Senin, 23 Desember 2024

Keluarga Sakinah Itu Untuk Siapa dan Oleh Siapa?

Baca Juga

Oleh: Dr. Nur Rofi`ah Bil. Uzm

Menarik memperhatikan penerjemahan surat ar-Rum ayat 21. Ini adalah ayat yang hampir selalu menghiasi undangan pernikahan sampai disebut ayat undangan. Kebayang ya sekuat apa pengaruhnya pada calon mempelai dan masyarakat pada umumnya tentang sakinah dalam pernikahan itu untuk dan oleh siapa.

Perhatikan perbedaan sangat signifikan pada dua model penerjemahan atas ayat ini:

وَمِنْ آيَاتِهِ أَنْ خَلَقَ لَكُمْ مِنْ أَنْفُسِكُمْ أَزْوَاجًا لِتَسْكُنُوا إِلَيْهَا وَجَعَلَ بَيْنَكُمْ مَوَدَّةً وَرَحْمَةً ۚ إِنَّ فِي ذَٰلِكَ لَآيَاتٍ لِقَوْمٍ يَتَفَكَّرُونَ

Model pertama adalah yang sangat lazim sehingga mudah ditemukan di mana-mana.

“Dan di antara tanda-tanda kekuasaan-Nya ialah Dia menciptakan untukmu isteri-isteri dari jenismu sendiri, supaya kamu cenderung dan merasa tenteram kepada-Nya dan dijadikan-Nya diantaramu rasa kasih dan sayang. Sesungguhnya pada yang demikian itu benar-benar terdapat tanda-tanda bagi kaum yang berfikir.”

Model penerjemahan seperti ini, akan mengantarkan kita pada kesimpulan bahwa: sakinah dalam perkawinan adalah untuk suami yang mesti dilakukan oleh isteri.

Bahasa Arab ini dibangun dalam satu sistem jenis kelamin yang sangat ketat. Bagi yang paham perbedaan antara jenis kelamin dan gender, maka sistem gender sesungguhnya lebih pas. Tapi mengingat gender ini istilah baru, saya gunakan saja istilah jenis kelamin dengan catatan seperti di atas ya.

Jika masyarakat Jawa membangun sistem berpikirnya berdasarkan kelas sosial, maka masyarakat Arab dengan jenis kelamin.

Ketika bicara bahasa Jawa, kita tidak bisa melarikan diri dari pembagian kelas manusia menjadi 3: Ngoko (rendah), Madyo (menengah), dan Inggil (atas). Lah piye mau melarikan diri wong konsep ini melekat dalam setiap kata. Mau bilang pergi saja minimal ada 3 pilihan: lungo, kesah, tindak.
== == ==
### PERINTAH 1:
Jawab pertanyaan berikut berdasarkan tulisan tentang keluarga sakinah di atas.
(a) Ayat mana yang hampir selalu menghiasi undangan pernikahan?
(b) Menurut tulisan itu, masyarakat Arab membangun sistem berpikirnya berdasarkan apa?
(c) Apa saja tiga pilihan kata dalam bahasa Jawa untuk "pergi"?

### DATA UNTUK DIOLAH:
== == ==
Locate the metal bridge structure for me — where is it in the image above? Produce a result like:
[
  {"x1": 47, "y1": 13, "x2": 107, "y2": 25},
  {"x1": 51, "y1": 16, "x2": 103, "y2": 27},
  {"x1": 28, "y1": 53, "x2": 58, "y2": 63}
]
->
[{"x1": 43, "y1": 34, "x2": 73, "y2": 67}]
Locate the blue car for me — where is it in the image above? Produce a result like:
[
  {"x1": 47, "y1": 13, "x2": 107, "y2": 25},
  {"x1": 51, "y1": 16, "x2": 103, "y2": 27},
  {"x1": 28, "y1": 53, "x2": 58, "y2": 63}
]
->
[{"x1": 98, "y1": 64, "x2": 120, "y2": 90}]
== == ==
### PERINTAH 2:
Ambil semua baris dalam data, mulai dari baris yang memuat "Locate the blue" sampai baris terakhir data, termasuk kedua baris ujungnya. Tulis ulang baris-baris itu tanpa mengubah apa pun.

### CONTOH JAWABAN 1:
(a) Surat ar-Rum ayat 21.
(b) Jenis kelamin.
(c) Lungo, kesah, tindak.

### CONTOH JAWABAN 2:
Locate the blue car for me — where is it in the image above? Produce a result like:
[
  {"x1": 47, "y1": 13, "x2": 107, "y2": 25},
  {"x1": 51, "y1": 16, "x2": 103, "y2": 27},
  {"x1": 28, "y1": 53, "x2": 58, "y2": 63}
]
->
[{"x1": 98, "y1": 64, "x2": 120, "y2": 90}]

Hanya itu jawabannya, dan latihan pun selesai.